Exercise instructions =
Render the records below as a Markdown table with the columns "Row" and "Line," numbering each row, omitting blank lines, and leaving out the pictures.

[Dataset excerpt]
►

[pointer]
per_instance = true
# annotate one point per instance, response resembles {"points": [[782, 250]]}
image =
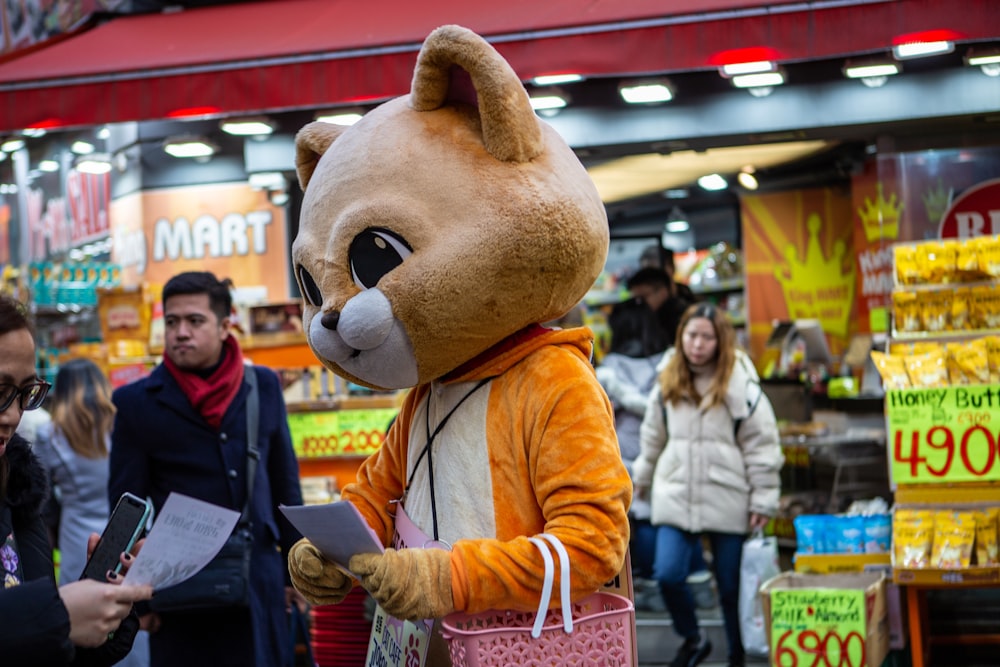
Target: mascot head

◄

Written reply =
| Row | Line |
|---|---|
| 1 | [pointer] |
| 2 | per_instance = true |
| 3 | # annotate one point per instance, response resembles {"points": [[782, 250]]} |
| 4 | image = |
| 5 | Target: mascot head |